**WHAT IS REQUIRED:** Please rewrite the items below as a Markdown table with the columns "Row" and "Line text", covering everything from the first line of the items up to and including the line with "[[97, 0, 640, 92]]". Number each row and leave out blank lines.

-- START --

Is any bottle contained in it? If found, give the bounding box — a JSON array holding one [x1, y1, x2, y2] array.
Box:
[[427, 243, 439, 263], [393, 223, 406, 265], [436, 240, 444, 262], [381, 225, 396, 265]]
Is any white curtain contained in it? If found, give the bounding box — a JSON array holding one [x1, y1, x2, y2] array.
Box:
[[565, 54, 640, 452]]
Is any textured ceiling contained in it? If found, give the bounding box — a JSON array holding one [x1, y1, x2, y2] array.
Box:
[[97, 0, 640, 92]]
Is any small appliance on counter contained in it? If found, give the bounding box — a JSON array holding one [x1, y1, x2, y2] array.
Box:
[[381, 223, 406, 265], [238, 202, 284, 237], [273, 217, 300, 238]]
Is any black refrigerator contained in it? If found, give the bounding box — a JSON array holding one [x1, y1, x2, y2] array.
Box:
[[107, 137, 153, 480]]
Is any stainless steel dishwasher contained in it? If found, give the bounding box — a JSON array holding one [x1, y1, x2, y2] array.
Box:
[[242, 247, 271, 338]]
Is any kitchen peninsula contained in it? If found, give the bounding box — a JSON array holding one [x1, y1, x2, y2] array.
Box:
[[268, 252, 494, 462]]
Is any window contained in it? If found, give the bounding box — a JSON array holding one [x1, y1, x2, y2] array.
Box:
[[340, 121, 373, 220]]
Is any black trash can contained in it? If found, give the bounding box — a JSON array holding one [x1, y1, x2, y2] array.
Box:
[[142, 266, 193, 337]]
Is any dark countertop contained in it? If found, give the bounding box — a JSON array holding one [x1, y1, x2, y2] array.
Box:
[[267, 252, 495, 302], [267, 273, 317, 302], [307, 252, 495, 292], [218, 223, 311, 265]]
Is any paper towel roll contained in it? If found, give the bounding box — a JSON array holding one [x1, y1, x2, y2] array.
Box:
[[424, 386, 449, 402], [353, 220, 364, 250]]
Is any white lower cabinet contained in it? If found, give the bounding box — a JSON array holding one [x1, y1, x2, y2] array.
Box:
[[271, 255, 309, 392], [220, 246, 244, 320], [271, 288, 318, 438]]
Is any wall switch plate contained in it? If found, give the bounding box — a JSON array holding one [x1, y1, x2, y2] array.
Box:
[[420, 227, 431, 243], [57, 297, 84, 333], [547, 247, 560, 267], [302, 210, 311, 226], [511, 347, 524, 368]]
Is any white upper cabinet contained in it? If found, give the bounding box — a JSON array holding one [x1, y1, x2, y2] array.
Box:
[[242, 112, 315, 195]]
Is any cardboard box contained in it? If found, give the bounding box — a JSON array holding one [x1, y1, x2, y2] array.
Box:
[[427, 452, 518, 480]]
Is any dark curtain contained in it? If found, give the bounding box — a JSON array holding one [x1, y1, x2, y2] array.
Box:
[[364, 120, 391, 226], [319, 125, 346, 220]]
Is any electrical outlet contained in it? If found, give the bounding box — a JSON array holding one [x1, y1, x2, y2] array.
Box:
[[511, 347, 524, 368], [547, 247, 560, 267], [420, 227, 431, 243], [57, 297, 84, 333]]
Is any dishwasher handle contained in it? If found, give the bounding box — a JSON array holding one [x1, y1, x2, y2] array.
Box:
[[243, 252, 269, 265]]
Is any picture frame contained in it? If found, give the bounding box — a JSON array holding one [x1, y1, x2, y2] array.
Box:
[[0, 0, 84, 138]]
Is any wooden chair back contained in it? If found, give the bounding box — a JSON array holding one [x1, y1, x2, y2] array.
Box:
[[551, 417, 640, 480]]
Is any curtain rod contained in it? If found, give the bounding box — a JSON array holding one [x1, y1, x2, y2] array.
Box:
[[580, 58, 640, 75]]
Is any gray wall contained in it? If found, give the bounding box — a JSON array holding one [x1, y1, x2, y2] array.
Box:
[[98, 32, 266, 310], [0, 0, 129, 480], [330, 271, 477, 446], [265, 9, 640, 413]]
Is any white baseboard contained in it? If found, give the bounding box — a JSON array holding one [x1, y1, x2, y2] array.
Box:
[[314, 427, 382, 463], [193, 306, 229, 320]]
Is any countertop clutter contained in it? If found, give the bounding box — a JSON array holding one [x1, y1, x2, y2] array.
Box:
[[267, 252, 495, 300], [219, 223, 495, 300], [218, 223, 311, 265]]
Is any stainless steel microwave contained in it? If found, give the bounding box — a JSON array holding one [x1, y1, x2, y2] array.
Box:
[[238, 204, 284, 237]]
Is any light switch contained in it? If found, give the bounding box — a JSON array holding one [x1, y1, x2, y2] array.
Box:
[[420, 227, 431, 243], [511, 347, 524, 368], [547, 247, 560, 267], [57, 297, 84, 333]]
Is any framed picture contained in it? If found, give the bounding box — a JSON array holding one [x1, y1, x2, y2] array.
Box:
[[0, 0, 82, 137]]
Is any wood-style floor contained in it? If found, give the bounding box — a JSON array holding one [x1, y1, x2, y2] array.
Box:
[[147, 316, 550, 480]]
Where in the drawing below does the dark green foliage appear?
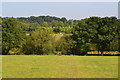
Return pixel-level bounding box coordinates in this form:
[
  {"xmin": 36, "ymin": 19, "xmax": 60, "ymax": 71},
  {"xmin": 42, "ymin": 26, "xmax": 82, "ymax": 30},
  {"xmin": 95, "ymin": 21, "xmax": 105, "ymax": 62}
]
[
  {"xmin": 2, "ymin": 18, "xmax": 22, "ymax": 54},
  {"xmin": 55, "ymin": 34, "xmax": 72, "ymax": 54},
  {"xmin": 0, "ymin": 16, "xmax": 120, "ymax": 55},
  {"xmin": 22, "ymin": 28, "xmax": 53, "ymax": 55},
  {"xmin": 72, "ymin": 17, "xmax": 118, "ymax": 54}
]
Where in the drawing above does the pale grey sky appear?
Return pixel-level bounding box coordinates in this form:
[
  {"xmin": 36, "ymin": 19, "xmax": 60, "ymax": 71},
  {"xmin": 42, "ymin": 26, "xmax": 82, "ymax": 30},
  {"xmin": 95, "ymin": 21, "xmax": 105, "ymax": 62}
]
[{"xmin": 2, "ymin": 2, "xmax": 118, "ymax": 19}]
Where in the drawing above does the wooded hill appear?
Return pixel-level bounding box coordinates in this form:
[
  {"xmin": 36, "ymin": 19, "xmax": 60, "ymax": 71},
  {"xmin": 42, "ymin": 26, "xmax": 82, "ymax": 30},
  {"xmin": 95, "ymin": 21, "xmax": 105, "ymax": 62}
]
[{"xmin": 0, "ymin": 16, "xmax": 120, "ymax": 55}]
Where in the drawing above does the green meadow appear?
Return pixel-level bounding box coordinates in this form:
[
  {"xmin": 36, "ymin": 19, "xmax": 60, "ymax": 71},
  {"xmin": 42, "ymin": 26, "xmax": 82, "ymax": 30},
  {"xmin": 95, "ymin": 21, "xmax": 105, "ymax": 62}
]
[{"xmin": 2, "ymin": 55, "xmax": 118, "ymax": 78}]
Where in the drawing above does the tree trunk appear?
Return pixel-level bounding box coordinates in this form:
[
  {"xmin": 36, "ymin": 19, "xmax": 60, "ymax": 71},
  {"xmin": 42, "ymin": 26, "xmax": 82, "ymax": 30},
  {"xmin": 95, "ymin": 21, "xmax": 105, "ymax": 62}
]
[{"xmin": 101, "ymin": 51, "xmax": 103, "ymax": 56}]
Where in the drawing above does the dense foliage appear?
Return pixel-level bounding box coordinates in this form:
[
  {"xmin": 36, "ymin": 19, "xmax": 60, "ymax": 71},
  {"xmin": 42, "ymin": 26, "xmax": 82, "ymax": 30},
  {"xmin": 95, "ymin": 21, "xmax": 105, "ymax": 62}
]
[{"xmin": 0, "ymin": 16, "xmax": 120, "ymax": 55}]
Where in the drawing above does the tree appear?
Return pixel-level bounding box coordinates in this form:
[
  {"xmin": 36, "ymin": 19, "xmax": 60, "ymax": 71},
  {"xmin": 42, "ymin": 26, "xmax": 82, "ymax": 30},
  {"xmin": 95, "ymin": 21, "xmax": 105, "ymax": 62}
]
[
  {"xmin": 71, "ymin": 19, "xmax": 93, "ymax": 55},
  {"xmin": 22, "ymin": 28, "xmax": 54, "ymax": 55},
  {"xmin": 89, "ymin": 17, "xmax": 119, "ymax": 55},
  {"xmin": 55, "ymin": 34, "xmax": 72, "ymax": 54},
  {"xmin": 2, "ymin": 18, "xmax": 22, "ymax": 54}
]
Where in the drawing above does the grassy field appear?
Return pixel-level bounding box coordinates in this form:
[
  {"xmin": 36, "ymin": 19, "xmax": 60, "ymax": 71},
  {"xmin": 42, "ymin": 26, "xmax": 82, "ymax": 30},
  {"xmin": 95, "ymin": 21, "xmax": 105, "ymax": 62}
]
[{"xmin": 2, "ymin": 55, "xmax": 118, "ymax": 78}]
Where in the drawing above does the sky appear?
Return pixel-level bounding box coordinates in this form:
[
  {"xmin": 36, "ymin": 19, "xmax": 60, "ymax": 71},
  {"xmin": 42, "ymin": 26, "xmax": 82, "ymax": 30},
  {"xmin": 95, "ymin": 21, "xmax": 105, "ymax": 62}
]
[{"xmin": 0, "ymin": 0, "xmax": 118, "ymax": 19}]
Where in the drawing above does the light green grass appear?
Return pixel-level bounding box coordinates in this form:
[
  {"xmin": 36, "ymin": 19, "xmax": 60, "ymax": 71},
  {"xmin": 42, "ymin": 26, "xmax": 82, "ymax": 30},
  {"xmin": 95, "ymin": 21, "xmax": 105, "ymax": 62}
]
[{"xmin": 2, "ymin": 55, "xmax": 118, "ymax": 78}]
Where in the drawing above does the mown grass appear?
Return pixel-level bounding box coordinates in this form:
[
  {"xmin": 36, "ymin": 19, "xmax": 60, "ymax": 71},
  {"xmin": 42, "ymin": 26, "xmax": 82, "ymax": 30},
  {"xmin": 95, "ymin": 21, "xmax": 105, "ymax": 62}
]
[{"xmin": 2, "ymin": 55, "xmax": 118, "ymax": 78}]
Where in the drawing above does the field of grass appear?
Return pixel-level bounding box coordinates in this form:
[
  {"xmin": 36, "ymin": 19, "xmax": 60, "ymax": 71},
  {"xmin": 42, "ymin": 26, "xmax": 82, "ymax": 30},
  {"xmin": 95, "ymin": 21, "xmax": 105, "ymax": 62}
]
[{"xmin": 2, "ymin": 55, "xmax": 118, "ymax": 78}]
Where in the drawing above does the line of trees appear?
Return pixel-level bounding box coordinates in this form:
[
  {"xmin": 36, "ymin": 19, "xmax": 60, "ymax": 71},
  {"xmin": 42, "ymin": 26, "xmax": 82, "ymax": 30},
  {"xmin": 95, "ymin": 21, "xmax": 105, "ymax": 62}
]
[{"xmin": 0, "ymin": 16, "xmax": 120, "ymax": 55}]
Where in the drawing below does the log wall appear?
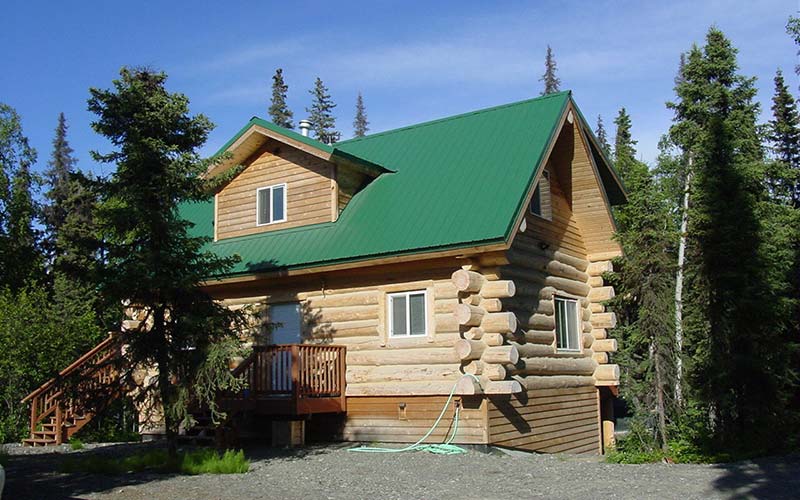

-- END --

**ANSWER TO THIS EXERCISE:**
| Row | Line text |
|---|---|
| 1 | Is any bottle contained in it? If found, give the bounding box — a JSON array holding one [x1, y1, x2, y2] array. |
| 2 | Box: |
| 3 | [[427, 243, 439, 263], [393, 223, 406, 265], [436, 240, 444, 262], [381, 225, 396, 265]] |
| 4 | Is any white curtain contained in it? If found, give the bounding box — a JSON array holding one [x1, y1, x2, y2] array. |
| 5 | Box: |
| 6 | [[565, 54, 640, 452]] |
| 7 | Is any textured ceiling contained in it? If found, give the bounding box — a JSON array holding one [x1, y1, x2, y2] array. |
| 8 | Box: |
| 9 | [[97, 0, 640, 92]] |